• Problem statement
Only the lines below, from the one with "Target: rock climber" through the one with "Target: shaded rock wall", are to be written out, exactly.

───── Data for analysis ─────

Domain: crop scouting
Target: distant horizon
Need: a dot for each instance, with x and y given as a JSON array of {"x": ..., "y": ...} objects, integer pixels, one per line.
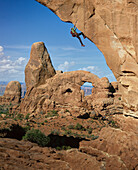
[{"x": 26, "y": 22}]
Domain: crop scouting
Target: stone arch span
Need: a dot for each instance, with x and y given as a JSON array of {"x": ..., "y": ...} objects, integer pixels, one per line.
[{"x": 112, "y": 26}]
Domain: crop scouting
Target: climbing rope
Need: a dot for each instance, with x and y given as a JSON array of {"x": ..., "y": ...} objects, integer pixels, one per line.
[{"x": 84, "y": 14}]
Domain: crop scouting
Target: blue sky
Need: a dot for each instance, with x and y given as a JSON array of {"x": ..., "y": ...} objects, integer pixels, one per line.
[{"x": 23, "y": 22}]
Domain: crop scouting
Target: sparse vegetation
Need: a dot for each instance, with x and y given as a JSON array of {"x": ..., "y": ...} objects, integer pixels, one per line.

─────
───── Data for analysis ─────

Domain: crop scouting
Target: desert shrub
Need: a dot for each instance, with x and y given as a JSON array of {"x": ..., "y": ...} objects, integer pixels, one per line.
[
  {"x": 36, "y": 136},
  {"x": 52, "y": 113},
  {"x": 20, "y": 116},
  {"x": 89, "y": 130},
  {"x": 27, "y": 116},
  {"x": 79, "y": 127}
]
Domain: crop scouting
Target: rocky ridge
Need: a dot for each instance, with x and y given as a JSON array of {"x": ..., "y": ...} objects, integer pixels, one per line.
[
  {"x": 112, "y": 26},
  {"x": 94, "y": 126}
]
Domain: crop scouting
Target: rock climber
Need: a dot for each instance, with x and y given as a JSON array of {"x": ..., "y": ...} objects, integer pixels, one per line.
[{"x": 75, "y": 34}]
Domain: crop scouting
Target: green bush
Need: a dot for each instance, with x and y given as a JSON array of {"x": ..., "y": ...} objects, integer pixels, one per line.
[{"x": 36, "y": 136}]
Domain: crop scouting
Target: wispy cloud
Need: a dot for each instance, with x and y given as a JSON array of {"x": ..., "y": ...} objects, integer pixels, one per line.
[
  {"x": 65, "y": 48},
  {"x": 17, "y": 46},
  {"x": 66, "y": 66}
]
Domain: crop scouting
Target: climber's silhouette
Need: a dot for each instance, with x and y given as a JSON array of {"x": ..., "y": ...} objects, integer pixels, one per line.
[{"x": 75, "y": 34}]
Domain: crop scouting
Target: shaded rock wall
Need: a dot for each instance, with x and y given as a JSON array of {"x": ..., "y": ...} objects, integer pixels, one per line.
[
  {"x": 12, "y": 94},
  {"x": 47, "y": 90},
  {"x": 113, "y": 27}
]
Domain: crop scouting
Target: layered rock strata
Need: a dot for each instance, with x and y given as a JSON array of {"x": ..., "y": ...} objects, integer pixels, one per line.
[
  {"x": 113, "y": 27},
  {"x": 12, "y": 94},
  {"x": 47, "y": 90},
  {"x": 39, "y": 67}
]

─────

• Output
Target: rock climber
Need: a dot for each instance, with x and y given as a JSON array of {"x": ..., "y": ...} objects, integer pixels, one per line.
[{"x": 75, "y": 34}]
Domain: crop scouting
Target: green bush
Need: a dot for each instance, with x and y given as a JSON array of {"x": ..., "y": ...} objects, integer pixels, one per line.
[{"x": 36, "y": 136}]
Domain: crop scouting
Target: wispy cloud
Need: a dot for each instance, with x and y given as a JSON array of {"x": ..., "y": ...} objects, integer pixels, one per line.
[
  {"x": 65, "y": 48},
  {"x": 17, "y": 46},
  {"x": 66, "y": 66}
]
Domain: crop scouting
Target: climber's silhouette
Need: a dot for each instance, with x and y given as a JSON array of {"x": ..., "y": ...} objects, integer pixels, one per line.
[{"x": 75, "y": 34}]
Domain: crop scouting
Target: shaded rock wall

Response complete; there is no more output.